§ **Work to complete**: The data must be written out once more, precisely as given.

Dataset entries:
** START **
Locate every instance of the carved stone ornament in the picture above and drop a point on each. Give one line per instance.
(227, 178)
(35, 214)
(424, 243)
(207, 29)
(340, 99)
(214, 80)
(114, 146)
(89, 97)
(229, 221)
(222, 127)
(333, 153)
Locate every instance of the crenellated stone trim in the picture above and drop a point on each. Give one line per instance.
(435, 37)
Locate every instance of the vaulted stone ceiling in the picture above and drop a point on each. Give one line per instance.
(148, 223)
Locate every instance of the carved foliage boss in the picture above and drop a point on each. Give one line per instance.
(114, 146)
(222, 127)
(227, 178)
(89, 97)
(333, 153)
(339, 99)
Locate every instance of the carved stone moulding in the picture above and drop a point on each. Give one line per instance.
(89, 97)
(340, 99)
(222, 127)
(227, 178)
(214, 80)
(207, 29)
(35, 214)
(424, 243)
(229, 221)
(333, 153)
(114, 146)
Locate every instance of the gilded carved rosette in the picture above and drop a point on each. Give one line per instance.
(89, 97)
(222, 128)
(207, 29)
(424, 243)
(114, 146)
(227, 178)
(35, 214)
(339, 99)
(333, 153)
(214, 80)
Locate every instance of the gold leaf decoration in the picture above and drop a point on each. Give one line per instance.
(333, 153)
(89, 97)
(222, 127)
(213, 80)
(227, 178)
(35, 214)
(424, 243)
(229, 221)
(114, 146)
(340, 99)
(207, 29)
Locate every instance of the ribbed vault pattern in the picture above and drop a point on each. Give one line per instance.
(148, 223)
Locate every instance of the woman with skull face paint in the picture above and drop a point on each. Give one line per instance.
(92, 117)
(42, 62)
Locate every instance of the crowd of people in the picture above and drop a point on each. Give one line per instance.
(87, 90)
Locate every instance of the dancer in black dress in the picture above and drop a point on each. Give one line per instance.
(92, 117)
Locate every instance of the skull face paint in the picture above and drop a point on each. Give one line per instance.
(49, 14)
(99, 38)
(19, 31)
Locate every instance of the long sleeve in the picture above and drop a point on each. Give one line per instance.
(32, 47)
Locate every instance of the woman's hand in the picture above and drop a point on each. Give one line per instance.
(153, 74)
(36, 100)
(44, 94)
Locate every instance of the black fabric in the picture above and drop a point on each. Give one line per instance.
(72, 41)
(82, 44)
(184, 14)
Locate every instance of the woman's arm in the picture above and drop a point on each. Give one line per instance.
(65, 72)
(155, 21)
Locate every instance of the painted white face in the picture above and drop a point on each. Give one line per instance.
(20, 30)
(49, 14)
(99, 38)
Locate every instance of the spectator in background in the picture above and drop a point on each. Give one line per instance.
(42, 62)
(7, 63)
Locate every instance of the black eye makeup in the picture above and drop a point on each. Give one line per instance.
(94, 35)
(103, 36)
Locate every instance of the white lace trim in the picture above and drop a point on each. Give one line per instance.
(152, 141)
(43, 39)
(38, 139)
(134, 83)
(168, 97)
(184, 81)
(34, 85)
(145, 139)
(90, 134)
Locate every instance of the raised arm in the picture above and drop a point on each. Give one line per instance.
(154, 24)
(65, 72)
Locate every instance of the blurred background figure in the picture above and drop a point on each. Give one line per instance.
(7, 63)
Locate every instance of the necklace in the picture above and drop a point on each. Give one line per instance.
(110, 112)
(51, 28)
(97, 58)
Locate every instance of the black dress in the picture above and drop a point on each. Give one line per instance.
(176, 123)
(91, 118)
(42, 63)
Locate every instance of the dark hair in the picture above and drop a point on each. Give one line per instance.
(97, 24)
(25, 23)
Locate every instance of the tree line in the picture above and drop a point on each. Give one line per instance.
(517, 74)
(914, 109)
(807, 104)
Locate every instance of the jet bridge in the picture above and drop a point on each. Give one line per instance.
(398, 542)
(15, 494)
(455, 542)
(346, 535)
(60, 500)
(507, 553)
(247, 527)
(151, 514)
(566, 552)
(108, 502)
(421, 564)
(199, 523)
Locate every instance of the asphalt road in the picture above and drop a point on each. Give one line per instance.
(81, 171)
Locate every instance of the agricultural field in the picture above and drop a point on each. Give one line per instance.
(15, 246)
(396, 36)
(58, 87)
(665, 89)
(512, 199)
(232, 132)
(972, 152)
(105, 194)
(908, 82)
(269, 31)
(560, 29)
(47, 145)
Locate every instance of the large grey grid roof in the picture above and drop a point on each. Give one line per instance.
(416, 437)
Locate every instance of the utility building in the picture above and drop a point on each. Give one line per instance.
** END **
§ **Response to the task**:
Locate every instance of the carved stone ornament in the picture above and drop a point on each. Give one line per instance.
(227, 178)
(35, 214)
(424, 243)
(207, 29)
(340, 99)
(214, 80)
(114, 146)
(89, 97)
(229, 221)
(222, 127)
(333, 153)
Locate every instance of the crenellated stone trim in the picture above and drop a point on each. Give one line per instance.
(435, 37)
Locate every instance of the vaulted stone ceiling in the picture above and drop a point on each. Give one line per instance.
(148, 223)
Locate every instance of the carved foliage boss in the picture above and drop a point on each. Give one line per instance.
(114, 146)
(222, 127)
(227, 178)
(89, 97)
(333, 153)
(339, 99)
Locate every instance of the carved stone moulding in the picture above and drop a point on each. Give one line per instance.
(89, 97)
(340, 99)
(222, 127)
(227, 178)
(214, 80)
(207, 29)
(35, 214)
(424, 243)
(229, 221)
(333, 153)
(114, 146)
Locate every instance of the gilded carved rosette in the picture above and drop a point on each. Give one line per instance.
(89, 97)
(222, 128)
(207, 29)
(424, 243)
(114, 146)
(227, 178)
(35, 214)
(339, 99)
(333, 153)
(214, 80)
Locate every instance of the gold leaf decoration in the picture above and drop a point on each. Give one line per instance.
(333, 153)
(89, 97)
(222, 127)
(213, 80)
(227, 178)
(35, 214)
(424, 243)
(229, 221)
(114, 146)
(340, 99)
(207, 29)
Locate every instance of the ribbed vault pattern in the picture above and drop a point on each. Give one line per instance.
(148, 223)
Locate every instance of the woman with skull face paint in the picture above and drop a point on each. Give one line per instance.
(92, 117)
(42, 62)
Locate every instance of the crowd of people in the picture above and drop a point on each. Give one line per instance.
(87, 90)
Locate every instance of the dancer in black dress in the picture above and drop a point on each. Give one line per instance.
(92, 117)
Locate every instance of the skull face paint in the picture above and drop a point on each. Give one line per instance.
(49, 14)
(99, 38)
(19, 31)
Locate every instance of the long sleeve in the picture above and drop a point on each. Give one line per instance.
(32, 47)
Locate every instance of the woman's hand in the picture above and drop a point on each. Give one line per instance.
(153, 74)
(36, 100)
(44, 94)
Locate every instance of the black fabric in the picture above and drop a point on each. Give one line per instance.
(72, 41)
(82, 44)
(184, 14)
Locate every instance of the woman's arm in the picture above and drop a point on each. Give one line per instance.
(65, 72)
(155, 21)
Locate every instance of the painted white face in the picture above and drop a point on each. Give one line per instance.
(20, 30)
(49, 14)
(99, 38)
Locate every instance of the spectator in background in the picture above and drop a point on each. Give one line per instance.
(42, 62)
(7, 63)
Locate every instance of the black eye makeup in the picture above and drop a point on each. Give one line per instance.
(94, 35)
(103, 36)
Locate every instance of the white lace trim in the picture above and drop a point on each. Give one line per instance.
(152, 141)
(43, 39)
(38, 139)
(134, 83)
(168, 97)
(184, 81)
(34, 85)
(145, 139)
(90, 134)
Locate every instance of the raised arm in the picture above and drop a point on each. Give one line per instance.
(154, 24)
(65, 72)
Locate every instance of the blurred background figure in the picture above and drop a point on each. Give one line per instance.
(7, 63)
Locate every instance of the necklace in the picture above and drop a point on each. Give one line per instance.
(110, 112)
(51, 28)
(97, 58)
Locate every instance of the black dress in the picture above and drop a point on each. Give one line per instance.
(176, 123)
(91, 118)
(42, 63)
Locate every instance of the dark hair in the picture above and drop a point on each. Give one line per instance.
(97, 24)
(25, 23)
Locate every instance of the tree line in the picture above and drop a point on each. Give one line per instance.
(517, 74)
(914, 109)
(807, 104)
Locate every instance of the jet bridge in the picture above and drop a point on each. Give one line per instance.
(398, 542)
(15, 494)
(455, 542)
(346, 535)
(60, 500)
(507, 553)
(247, 527)
(151, 514)
(566, 552)
(108, 502)
(421, 564)
(199, 523)
Locate every instance of the asphalt road in the picture above and drop a point on each. Give one line per instance.
(81, 171)
Locate every instance of the agricultural field in the picture above and drop a point on each. Give one line per instance.
(15, 246)
(396, 36)
(58, 87)
(665, 89)
(512, 199)
(232, 132)
(972, 152)
(105, 194)
(908, 82)
(269, 31)
(560, 29)
(47, 145)
Locate every instance of the large grey grid roof in the picture above and drop a point on each. Give one line per instance.
(416, 437)
Locate every instance of the utility building in the picture above and drop a point on each. Give one line per instance.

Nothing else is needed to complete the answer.